Task list:
**A.** List every hyperparameter assigned a value under "# Hyperparameters" in the self-attention lecture below, with each one's value.
**B.** Using the self-attention lecture below, decide for each statement whether it agrees with the text. Answer yes or no and quote the deciding words. (i) The model relies on PyTorch's built-in nn.MultiheadAttention. (ii) The positional encoding supports a maximum sequence length of 200. (iii) The pooling step takes the maximum over the sequence.
**C.** Reproduce the self-attention lecture below word for word, starting at "# Self-Attention" and ending at "# (batch_size, num_classes)".

Document section:
* START *

# Lecture 4 Self-Attention

#### 3. Self-Attention in a Simple Transformer Model

This example integrates self-attention into a miniature Transformer model for a simple task, such as language modeling or sequence classification. We'll use PyTorch's built-in nn.MultiheadAttention for efficiency.

In [8]:
import torch
import torch.nn as nn
import torch.optim as optim

In [9]:
class SimpleTransformer(nn.Module):
    def __init__(self, vocab_size, embed_dim, num_heads, hidden_dim, num_classes):
        super(SimpleTransformer, self).__init__()
        self.embedding = nn.Embedding(vocab_size, embed_dim)
        self.positional_encoding = nn.Parameter(torch.zeros(1, 100, embed_dim))  # Max seq length=100

        self.self_attention = nn.MultiheadAttention(embed_dim, num_heads)
        self.feed_forward = nn.Sequential(
            nn.Linear(embed_dim, hidden_dim),
            nn.ReLU(),
            nn.Linear(hidden_dim, embed_dim)
        )
        self.layer_norm1 = nn.LayerNorm(embed_dim)
        self.layer_norm2 = nn.LayerNorm(embed_dim)

        self.classifier = nn.Linear(embed_dim, num_classes)

    def forward(self, x):
        """
        Args:
            x: Input tensor of shape (batch_size, seq_length)
        
        Returns:
            logits: Output tensor of shape (batch_size, num_classes)
        """
        embed = self.embedding(x) + self.positional_encoding[:, :x.size(1), :]
        embed = embed.transpose(0, 1)  # (seq_length, batch_size, embed_dim)

        # Self-Attention
        attn_output, _ = self.self_attention(embed, embed, embed)
        attn_output = self.layer_norm1(embed + attn_output)

        # Feed-Forward Network
        ff_output = self.feed_forward(attn_output)
        ff_output = self.layer_norm2(attn_output + ff_output)

        # Pooling (e.g., take the mean)
        pooled = ff_output.mean(dim=0)  # (batch_size, embed_dim)

        logits = self.classifier(pooled)  # (batch_size, num_classes)
        return logits

#### Example 1: A Good Example

In [24]:
# Example usage
if __name__ == "__main__":
    # Hyperparameters
    vocab_size = 50
    embed_dim = 16
    num_heads = 2
    hidden_dim = 32
    num_classes = 3
    batch_size = 4
    seq_length = 10

    # Sample input: batch of sequences with token indices
    x = torch.randint(0, vocab_size, (batch_size, seq_length))

* END *

Data lines:
* START *

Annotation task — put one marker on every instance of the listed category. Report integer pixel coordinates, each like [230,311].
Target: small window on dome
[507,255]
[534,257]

* END *

The responses:
**A.**
vocab_size = 50
embed_dim = 16
num_heads = 2
hidden_dim = 32
num_classes = 3
batch_size = 4
seq_length = 10

**B.**
(i) Yes: "We'll use PyTorch's built-in nn.MultiheadAttention for efficiency."
(ii) No: "# Max seq length=100"
(iii) No: "# Pooling (e.g., take the mean)"

**C.**
# Self-Attention
        attn_output, _ = self.self_attention(embed, embed, embed)
        attn_output = self.layer_norm1(embed + attn_output)

        # Feed-Forward Network
        ff_output = self.feed_forward(attn_output)
        ff_output = self.layer_norm2(attn_output + ff_output)

        # Pooling (e.g., take the mean)
        pooled = ff_output.mean(dim=0)  # (batch_size, embed_dim)

        logits = self.classifier(pooled)  # (batch_size, num_classes)